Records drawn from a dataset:
=-=-=

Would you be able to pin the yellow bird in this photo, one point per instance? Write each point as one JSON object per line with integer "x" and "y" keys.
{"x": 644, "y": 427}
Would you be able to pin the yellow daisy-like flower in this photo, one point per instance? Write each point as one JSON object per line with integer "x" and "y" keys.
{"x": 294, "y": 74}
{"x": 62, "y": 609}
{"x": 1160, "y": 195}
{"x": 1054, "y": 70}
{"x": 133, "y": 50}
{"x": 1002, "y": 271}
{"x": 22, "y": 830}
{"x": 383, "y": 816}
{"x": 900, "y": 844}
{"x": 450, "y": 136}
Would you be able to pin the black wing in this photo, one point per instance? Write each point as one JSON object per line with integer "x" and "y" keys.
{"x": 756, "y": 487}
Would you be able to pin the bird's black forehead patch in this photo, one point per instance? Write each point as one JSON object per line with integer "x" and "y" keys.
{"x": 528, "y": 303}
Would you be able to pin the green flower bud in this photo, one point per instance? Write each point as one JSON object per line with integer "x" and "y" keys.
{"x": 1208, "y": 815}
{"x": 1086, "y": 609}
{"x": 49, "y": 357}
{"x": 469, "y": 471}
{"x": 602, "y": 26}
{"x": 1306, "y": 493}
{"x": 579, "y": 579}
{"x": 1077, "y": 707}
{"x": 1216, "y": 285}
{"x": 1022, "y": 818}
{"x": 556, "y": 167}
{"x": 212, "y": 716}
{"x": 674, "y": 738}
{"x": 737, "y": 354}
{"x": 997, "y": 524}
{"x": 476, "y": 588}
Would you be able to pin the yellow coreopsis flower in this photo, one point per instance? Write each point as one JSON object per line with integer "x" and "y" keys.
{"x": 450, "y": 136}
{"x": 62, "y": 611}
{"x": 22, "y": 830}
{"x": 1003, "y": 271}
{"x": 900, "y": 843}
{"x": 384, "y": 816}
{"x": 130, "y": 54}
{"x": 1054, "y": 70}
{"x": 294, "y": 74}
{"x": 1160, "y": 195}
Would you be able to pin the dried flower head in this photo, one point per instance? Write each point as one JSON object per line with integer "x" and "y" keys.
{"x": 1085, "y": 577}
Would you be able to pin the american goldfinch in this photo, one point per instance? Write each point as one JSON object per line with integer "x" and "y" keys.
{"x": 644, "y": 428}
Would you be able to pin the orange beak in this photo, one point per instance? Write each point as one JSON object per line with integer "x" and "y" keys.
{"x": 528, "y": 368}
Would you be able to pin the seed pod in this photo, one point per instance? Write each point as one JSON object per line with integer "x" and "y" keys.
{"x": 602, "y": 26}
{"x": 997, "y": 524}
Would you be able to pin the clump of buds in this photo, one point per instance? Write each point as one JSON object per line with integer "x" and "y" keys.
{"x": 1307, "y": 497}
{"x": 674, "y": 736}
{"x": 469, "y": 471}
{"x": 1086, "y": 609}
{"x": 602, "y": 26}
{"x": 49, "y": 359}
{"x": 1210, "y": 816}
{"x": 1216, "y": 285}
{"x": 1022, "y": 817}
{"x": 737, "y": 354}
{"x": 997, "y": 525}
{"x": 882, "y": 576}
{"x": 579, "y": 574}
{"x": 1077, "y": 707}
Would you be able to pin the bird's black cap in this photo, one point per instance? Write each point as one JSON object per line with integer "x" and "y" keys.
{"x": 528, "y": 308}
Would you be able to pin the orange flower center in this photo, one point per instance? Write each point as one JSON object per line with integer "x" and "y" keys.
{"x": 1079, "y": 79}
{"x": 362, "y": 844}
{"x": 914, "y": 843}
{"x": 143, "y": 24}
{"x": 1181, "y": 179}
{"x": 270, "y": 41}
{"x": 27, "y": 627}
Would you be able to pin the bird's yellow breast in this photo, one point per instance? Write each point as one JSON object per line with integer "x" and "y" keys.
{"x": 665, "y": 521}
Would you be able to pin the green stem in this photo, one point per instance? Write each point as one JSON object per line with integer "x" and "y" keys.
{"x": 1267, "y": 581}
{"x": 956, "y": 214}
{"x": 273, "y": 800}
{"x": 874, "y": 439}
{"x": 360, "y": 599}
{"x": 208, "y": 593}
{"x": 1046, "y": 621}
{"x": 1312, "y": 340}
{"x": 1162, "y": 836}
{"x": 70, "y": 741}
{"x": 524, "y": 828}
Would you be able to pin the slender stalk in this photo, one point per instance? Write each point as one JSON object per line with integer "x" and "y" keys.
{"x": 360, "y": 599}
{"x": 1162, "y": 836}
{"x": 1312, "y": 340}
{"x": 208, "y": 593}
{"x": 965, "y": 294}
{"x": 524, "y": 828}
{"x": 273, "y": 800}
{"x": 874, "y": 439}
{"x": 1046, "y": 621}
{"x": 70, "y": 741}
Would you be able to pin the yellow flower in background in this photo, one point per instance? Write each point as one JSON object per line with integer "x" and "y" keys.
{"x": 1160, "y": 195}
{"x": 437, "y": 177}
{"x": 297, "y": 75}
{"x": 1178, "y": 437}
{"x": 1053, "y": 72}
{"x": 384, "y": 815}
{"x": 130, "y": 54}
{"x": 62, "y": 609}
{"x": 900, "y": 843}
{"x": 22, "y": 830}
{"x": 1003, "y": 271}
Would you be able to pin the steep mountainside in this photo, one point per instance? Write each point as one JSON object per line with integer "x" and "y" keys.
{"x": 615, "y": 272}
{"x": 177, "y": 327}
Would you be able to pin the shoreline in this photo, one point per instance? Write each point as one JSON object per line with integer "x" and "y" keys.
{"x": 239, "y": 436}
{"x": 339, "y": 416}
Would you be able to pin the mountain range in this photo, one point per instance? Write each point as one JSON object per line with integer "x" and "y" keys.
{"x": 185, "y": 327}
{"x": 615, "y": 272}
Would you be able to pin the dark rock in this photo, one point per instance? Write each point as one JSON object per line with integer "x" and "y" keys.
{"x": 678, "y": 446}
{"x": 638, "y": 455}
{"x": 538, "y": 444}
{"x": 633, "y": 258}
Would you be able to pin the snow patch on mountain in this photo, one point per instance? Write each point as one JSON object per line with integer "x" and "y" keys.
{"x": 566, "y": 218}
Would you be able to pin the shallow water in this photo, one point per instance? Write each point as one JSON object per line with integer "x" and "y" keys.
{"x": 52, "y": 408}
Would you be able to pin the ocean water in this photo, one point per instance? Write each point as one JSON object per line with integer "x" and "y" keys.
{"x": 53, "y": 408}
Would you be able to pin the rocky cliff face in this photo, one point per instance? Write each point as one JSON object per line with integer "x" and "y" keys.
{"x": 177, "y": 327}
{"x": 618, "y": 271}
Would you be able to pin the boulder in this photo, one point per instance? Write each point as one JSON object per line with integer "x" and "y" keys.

=-=-=

# Work item
Write out the records in full, exactly as they appear above.

# Task output
Would you be able to pin the yellow bird in this photo, one point per instance? Write each point as one JSON object per line with integer "x" and "y" keys.
{"x": 644, "y": 427}
Would you be able to pin the yellow daisy-like flower in this photo, one point per instance? Write each point as one JSON object per line with integer "x" and "y" keys.
{"x": 294, "y": 74}
{"x": 62, "y": 609}
{"x": 1160, "y": 195}
{"x": 1054, "y": 70}
{"x": 133, "y": 50}
{"x": 1002, "y": 271}
{"x": 22, "y": 830}
{"x": 383, "y": 816}
{"x": 900, "y": 844}
{"x": 450, "y": 136}
Would you be able to pin the black wing in this photo, one point per instance? Write each point as one JSON object per line with integer "x" and "y" keys.
{"x": 756, "y": 487}
Would you be able to pin the bird's black forehead patch in this photo, one point per instance? Write each point as one JSON object per line with integer "x" and "y" keys.
{"x": 528, "y": 303}
Would you be able to pin the green flower bud in this photo, one point per instance? Write each point as one JSON object per line with integer "x" and "y" keys.
{"x": 1208, "y": 815}
{"x": 1086, "y": 609}
{"x": 49, "y": 357}
{"x": 469, "y": 471}
{"x": 602, "y": 26}
{"x": 1306, "y": 493}
{"x": 579, "y": 579}
{"x": 1077, "y": 707}
{"x": 1216, "y": 285}
{"x": 1022, "y": 818}
{"x": 556, "y": 167}
{"x": 212, "y": 716}
{"x": 674, "y": 738}
{"x": 737, "y": 354}
{"x": 997, "y": 524}
{"x": 476, "y": 588}
Would you be able to pin the yellow coreopsis flower in this photo, one point per instance? Write each point as one JSON object per line with integer "x" and "y" keys.
{"x": 450, "y": 136}
{"x": 62, "y": 611}
{"x": 22, "y": 830}
{"x": 1003, "y": 271}
{"x": 900, "y": 843}
{"x": 384, "y": 816}
{"x": 130, "y": 54}
{"x": 1054, "y": 70}
{"x": 294, "y": 74}
{"x": 1160, "y": 195}
Would you be able to pin the dried flower head in this photo, one point per instance? Write each point as one JSON object per line with integer "x" and "y" keys.
{"x": 1085, "y": 577}
Would you be able to pin the american goldfinch in this photo, one point per instance? Write each point as one JSON object per line with integer "x" and "y" keys.
{"x": 644, "y": 428}
Would you be able to pin the orange beak in this photo, one point per instance? Write each point as one JSON object per line with integer "x" and "y" keys.
{"x": 528, "y": 368}
Would you be able to pin the seed pod in this photo, one point per instance? Write each point as one JSON object per line with integer "x" and "y" keys.
{"x": 602, "y": 26}
{"x": 997, "y": 524}
Would you be able to pin the clump of buds in this photo, one point per instance? Write each point as one JSON object per line with integer "x" and "y" keys.
{"x": 1307, "y": 497}
{"x": 674, "y": 736}
{"x": 469, "y": 471}
{"x": 1086, "y": 609}
{"x": 602, "y": 26}
{"x": 49, "y": 359}
{"x": 1210, "y": 816}
{"x": 1216, "y": 285}
{"x": 1022, "y": 817}
{"x": 737, "y": 354}
{"x": 997, "y": 525}
{"x": 882, "y": 576}
{"x": 579, "y": 574}
{"x": 1077, "y": 707}
Would you be able to pin the bird's black cap in this photo, one point per instance? Write each point as one JSON object per line with integer "x" and "y" keys.
{"x": 528, "y": 308}
Would you be able to pin the orange flower center in this photo, one point per instance? Write each point as one JSON object per line with integer "x" and "y" keys.
{"x": 1079, "y": 79}
{"x": 362, "y": 844}
{"x": 914, "y": 843}
{"x": 143, "y": 24}
{"x": 1181, "y": 179}
{"x": 270, "y": 41}
{"x": 27, "y": 627}
Would you be able to pin the bird's yellow breast in this photo, one point per instance? Write each point as one JSON object per line with integer "x" and "y" keys.
{"x": 665, "y": 521}
Would you be able to pin the green stem in this photo, one point per instance? Write each point as one JSON object per line with integer "x" and "y" keys.
{"x": 1267, "y": 581}
{"x": 956, "y": 214}
{"x": 273, "y": 800}
{"x": 874, "y": 439}
{"x": 360, "y": 599}
{"x": 208, "y": 593}
{"x": 1046, "y": 621}
{"x": 1312, "y": 340}
{"x": 1162, "y": 836}
{"x": 70, "y": 741}
{"x": 524, "y": 828}
Would you be able to pin the slender stalk in this photo, one point per instance? Write each point as one JSON object per line with integer "x" and "y" keys.
{"x": 360, "y": 599}
{"x": 1162, "y": 836}
{"x": 1312, "y": 340}
{"x": 208, "y": 593}
{"x": 965, "y": 294}
{"x": 524, "y": 828}
{"x": 273, "y": 800}
{"x": 874, "y": 439}
{"x": 1046, "y": 621}
{"x": 70, "y": 741}
Would you be able to pin the yellow flower in background in this photo, one point per instance? Write each point as one JSON object per line with integer "x" and "y" keys.
{"x": 1160, "y": 195}
{"x": 437, "y": 177}
{"x": 297, "y": 75}
{"x": 1178, "y": 437}
{"x": 1053, "y": 72}
{"x": 384, "y": 815}
{"x": 130, "y": 54}
{"x": 62, "y": 609}
{"x": 900, "y": 843}
{"x": 22, "y": 830}
{"x": 1003, "y": 271}
Would you be able to pin the steep mountainside in this photo, one point per instance? Write each point as one JSON object per line with integer "x" and "y" keys.
{"x": 615, "y": 272}
{"x": 177, "y": 327}
Would you be able to pin the shoreline in this photo, one point per instance? Write each point as one JSON object per line with integer "x" and "y" keys.
{"x": 239, "y": 436}
{"x": 339, "y": 416}
Would you be able to pin the mountain range in this photo, one point per instance? Write each point as one JSON object per line with integer "x" and "y" keys.
{"x": 185, "y": 327}
{"x": 615, "y": 272}
Would you be able to pin the dark rock in this photo, one point per instance? Write each point as one JSON object per line with integer "x" and "y" keys.
{"x": 678, "y": 446}
{"x": 638, "y": 455}
{"x": 538, "y": 444}
{"x": 633, "y": 258}
Would you be able to pin the snow patch on mountain in this photo, one point per instance? Write each point as one JSON object per line with integer "x" and "y" keys.
{"x": 566, "y": 218}
Would you be able to pin the shallow water in this photo, one point per instance? Write each point as one JSON object per line with integer "x" and "y" keys.
{"x": 52, "y": 408}
Would you be able to pin the ocean water in this photo, one point per instance? Write each point as one JSON object per line with integer "x" and "y" keys.
{"x": 53, "y": 408}
Would you be able to pin the rocky cliff face in this photo, one point per instance? Write each point as one JSON object per line with integer "x" and "y" keys.
{"x": 177, "y": 327}
{"x": 618, "y": 271}
Would you be able to pin the boulder in this photo, one point per instance? Write each point as one JSON object per line with integer "x" and "y" keys.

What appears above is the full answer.